- [What is required]: Repeat the data exactly as it stands.
--
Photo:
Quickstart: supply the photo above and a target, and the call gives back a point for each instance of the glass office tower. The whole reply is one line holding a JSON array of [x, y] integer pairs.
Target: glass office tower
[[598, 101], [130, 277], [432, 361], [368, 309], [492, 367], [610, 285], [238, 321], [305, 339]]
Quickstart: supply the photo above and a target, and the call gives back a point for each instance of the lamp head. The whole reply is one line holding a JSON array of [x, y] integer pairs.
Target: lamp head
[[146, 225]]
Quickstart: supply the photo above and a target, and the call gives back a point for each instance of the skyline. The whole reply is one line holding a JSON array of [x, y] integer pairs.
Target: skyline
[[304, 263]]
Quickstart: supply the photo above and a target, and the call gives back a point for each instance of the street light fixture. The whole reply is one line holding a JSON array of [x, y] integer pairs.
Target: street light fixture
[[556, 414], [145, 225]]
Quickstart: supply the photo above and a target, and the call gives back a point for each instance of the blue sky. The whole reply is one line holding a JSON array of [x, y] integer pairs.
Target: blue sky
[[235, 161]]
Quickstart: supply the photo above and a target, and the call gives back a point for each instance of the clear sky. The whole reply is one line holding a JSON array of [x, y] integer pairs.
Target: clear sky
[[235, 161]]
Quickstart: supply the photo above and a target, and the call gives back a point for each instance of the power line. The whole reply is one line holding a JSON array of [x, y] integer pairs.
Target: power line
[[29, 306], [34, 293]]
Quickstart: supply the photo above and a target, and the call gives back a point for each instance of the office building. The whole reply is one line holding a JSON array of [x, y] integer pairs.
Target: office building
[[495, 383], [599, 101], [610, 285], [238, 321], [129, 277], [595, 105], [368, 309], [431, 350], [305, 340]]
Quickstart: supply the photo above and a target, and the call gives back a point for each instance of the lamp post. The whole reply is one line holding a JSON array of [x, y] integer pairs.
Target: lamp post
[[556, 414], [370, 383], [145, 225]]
--
- [Answer to this exercise]:
Photo:
Quickstart: supply the photo above and a target, and the call gives back a point for each instance of the glass office tower. The whole reply is one line holding a JSON array of [x, y] integer pairs.
Target: glass office tower
[[598, 101], [130, 277], [432, 361], [368, 309], [492, 367], [610, 285], [238, 321], [305, 339]]
Quickstart: supply the photo above and a target, and the call gives back a point for each instance of the lamp head. The whole reply is one line holding a JSON array of [x, y] integer pairs.
Target: lamp head
[[146, 225]]
Quickstart: supply the photo above and a target, and the call gives back a point for each instance of the skyline. The whole reply is one line holding a JSON array of [x, y] integer pairs.
Target: skyline
[[304, 263]]
Quickstart: supply the photo above and a target, and the call gives back a point for each instance of the street light fixture. The whole reply is one line holding a JSON array of [x, y] integer pairs.
Target: street light fixture
[[556, 414], [145, 225]]
Quickstart: supply the photo above and a target, and the call gives back a point for each instance of the blue sky. The whole reply is one line holding a JSON array of [x, y] integer pairs.
Target: blue sky
[[235, 161]]
Quickstart: supply the photo above and a target, and the call gives back a point for each instance of the clear sky. The whole reply is one line holding a JSON array of [x, y] integer pairs.
Target: clear sky
[[235, 161]]
Quickstart: supply the photo above and a target, and the call gives back a point for each instance of the power line. The whole reply is one line holding a JSON array of [x, y] integer pairs.
Target: power line
[[29, 306], [34, 293]]
Quickstart: supply the photo above and a target, and the call gives back a point for each instance of the office building. The whole reply is one line holding a JSON array of [x, y] integer pairs.
Target: office building
[[495, 383], [599, 101], [610, 285], [238, 321], [129, 277], [595, 105], [368, 309], [431, 350], [305, 340]]
Quickstart: supply the photo above and a target, and the call gives back a point for each instance of the lamp post. The whole reply is one line holding a JSON array of [x, y] integer pairs.
Target: lamp post
[[556, 414], [370, 383], [145, 225]]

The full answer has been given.